**Отрывок документа:**
Замечательно, что ни Бальмонт, ни Куприн ранее ни словом не обмолвились, встречаясь и с Буниным, и с Д<митрием> С<ергеевичем> уже после своего визита к Р<озента>лю; только вчера случайно на улице Куприн рассказал Ив<ану> А<лексееви>чу, и то с пьяных глаз, м. б., оттого Р<озенталь> и на письмо Бунина ничего не ответил, и, конечно, жаль, что, не зная, Ив<ан> Ал<ексеевич> испил и эту чашу напрасного унижения.
Розенталь не знал, с кем он имеет дело, но и мы виноваты, что не поняли, с кем имеем дело. Есть предел всему, однако, и теперь, конечно, ни одной копейки никогда у него ни Бунин, ни М<ережковский> не возьмут. Но Вам, Марья Самойловна, мы будем бесконечно благодарны, если Вы постараетесь все-таки объяснить, хоть по мере возможности, этому господину истинный смысл его поведения с русскими писателями вроде Бунина и Мережковского.
Вы не поверите, как мне больно смотреть на Ив<ана> А<лексееви>ча; у него его чувство гордости, сейчас особенно обостренное, как вы понимаете, – так оскорблено, что это действует на него прямо физически. С Куприным и Бальмонтом он, кроме того, был ближе и сердечнее связан, чем мы.
Простите за эту длинную экспозицию, но я не могла удержаться, чтоб тотчас же с вами всем этим не поделиться, так как вы это понимаете внутренно и можете некоторую моральную помощь и поддержку нам оказать по отношению к господину Розенталю.
Обнимаю вас. Искренно Ваша
З. Гиппиус.
Р. S. Милая М<ария> С<амойловна>, самый факт этого моего письма конфиденциальный. Бунин вам сам все расскажет, а вы это письмо никому не показывайте, прошу вас – разорвите; мне хочется, чтобы вы сразу же знали все факты, как они есть, и знали quoi Vous en tenir. Удручающие подробности. Но это отчасти документ против Куприна и Бальмонта, которых я не хочу судить, – и пусть он формально как бы не существует».

**Выполните задания:**
a. Повторите дословно фрагмент письма между словами "Простите за эту" и "З. Гиппиус.", включая их.
b. Ответьте на вопросы по письму:
(i) Кто рассказал Ивану Алексеевичу о визите к Розенталю?
(ii) Чьей подписью завершается письмо?
(iii) Что в приписке автор просит адресата сделать с этим письмом?

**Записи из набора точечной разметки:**
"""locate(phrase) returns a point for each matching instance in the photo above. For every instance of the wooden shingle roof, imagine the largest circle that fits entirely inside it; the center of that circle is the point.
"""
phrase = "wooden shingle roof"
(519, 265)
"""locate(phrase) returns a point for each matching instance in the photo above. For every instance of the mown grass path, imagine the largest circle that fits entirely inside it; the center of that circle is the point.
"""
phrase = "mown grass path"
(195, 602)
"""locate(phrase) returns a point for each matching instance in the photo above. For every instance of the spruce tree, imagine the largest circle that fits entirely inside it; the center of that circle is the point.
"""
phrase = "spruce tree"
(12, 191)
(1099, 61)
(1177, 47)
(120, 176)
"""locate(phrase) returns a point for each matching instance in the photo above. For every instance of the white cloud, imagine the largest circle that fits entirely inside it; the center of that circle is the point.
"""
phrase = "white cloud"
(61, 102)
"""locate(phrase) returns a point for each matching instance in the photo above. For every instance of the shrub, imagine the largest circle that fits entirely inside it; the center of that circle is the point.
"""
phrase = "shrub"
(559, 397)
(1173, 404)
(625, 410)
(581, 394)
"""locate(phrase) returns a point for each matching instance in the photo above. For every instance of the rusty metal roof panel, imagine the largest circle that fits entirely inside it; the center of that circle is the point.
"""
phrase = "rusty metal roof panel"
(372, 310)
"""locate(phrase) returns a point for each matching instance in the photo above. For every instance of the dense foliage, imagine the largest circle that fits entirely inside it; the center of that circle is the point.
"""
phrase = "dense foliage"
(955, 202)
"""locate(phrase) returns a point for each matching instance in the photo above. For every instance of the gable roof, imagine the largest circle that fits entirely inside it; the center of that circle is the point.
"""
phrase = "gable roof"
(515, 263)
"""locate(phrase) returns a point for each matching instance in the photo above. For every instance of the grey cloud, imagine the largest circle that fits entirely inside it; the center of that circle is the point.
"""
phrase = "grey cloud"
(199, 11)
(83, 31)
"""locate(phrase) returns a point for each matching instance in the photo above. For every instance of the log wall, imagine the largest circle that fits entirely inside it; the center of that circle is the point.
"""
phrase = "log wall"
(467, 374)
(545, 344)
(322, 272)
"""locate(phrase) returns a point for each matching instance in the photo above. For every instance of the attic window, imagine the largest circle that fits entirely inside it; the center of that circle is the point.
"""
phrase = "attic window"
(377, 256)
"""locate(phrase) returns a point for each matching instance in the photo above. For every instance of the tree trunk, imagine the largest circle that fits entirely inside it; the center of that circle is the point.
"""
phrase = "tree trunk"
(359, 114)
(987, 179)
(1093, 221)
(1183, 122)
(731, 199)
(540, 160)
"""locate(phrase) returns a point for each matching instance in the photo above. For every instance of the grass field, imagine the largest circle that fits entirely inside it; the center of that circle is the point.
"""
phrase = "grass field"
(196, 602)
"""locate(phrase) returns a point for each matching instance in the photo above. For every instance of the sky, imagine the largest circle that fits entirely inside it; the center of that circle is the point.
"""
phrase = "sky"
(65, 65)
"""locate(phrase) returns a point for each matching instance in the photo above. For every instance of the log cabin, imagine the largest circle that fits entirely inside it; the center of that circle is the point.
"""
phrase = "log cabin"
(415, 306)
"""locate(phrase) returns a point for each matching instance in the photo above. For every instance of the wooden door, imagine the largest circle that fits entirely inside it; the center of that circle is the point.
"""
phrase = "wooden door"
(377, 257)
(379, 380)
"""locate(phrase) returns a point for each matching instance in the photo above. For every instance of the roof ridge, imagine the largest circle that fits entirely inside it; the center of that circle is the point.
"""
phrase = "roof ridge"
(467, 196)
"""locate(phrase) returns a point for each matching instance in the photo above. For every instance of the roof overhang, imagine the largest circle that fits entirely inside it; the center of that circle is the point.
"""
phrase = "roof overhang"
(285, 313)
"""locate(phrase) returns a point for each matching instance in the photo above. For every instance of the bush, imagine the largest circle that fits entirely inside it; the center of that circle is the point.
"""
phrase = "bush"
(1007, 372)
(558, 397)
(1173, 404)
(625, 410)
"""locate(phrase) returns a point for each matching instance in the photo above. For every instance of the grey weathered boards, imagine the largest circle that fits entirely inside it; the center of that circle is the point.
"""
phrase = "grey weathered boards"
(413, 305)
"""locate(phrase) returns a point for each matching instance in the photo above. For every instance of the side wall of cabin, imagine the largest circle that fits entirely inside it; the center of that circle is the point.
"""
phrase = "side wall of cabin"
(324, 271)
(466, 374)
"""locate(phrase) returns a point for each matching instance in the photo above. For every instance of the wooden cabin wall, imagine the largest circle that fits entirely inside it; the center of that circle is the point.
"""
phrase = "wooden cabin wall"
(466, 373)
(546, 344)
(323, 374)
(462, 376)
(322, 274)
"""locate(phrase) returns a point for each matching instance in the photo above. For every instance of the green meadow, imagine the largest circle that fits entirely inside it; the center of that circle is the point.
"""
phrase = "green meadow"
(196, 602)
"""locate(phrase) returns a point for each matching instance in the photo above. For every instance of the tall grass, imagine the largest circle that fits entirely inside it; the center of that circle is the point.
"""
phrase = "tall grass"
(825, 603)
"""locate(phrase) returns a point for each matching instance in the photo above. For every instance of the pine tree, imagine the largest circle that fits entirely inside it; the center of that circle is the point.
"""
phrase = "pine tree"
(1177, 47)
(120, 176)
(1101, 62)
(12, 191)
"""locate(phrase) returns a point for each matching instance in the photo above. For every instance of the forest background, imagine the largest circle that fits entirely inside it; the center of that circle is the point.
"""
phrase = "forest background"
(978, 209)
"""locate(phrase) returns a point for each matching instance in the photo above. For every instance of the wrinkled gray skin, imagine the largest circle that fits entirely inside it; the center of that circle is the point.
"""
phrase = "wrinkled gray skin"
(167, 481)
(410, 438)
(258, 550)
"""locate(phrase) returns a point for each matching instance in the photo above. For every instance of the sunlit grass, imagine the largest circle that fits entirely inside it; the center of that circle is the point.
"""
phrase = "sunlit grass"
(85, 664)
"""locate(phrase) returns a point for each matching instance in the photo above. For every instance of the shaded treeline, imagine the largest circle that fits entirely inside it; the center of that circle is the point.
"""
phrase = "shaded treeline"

**Итоговые ответы:**
a.
Простите за эту длинную экспозицию, но я не могла удержаться, чтоб тотчас же с вами всем этим не поделиться, так как вы это понимаете внутренно и можете некоторую моральную помощь и поддержку нам оказать по отношению к господину Розенталю.
Обнимаю вас. Искренно Ваша
З. Гиппиус.

b.
(i) Куприн.
(ii) З. Гиппиус.
(iii) Никому его не показывать и разорвать.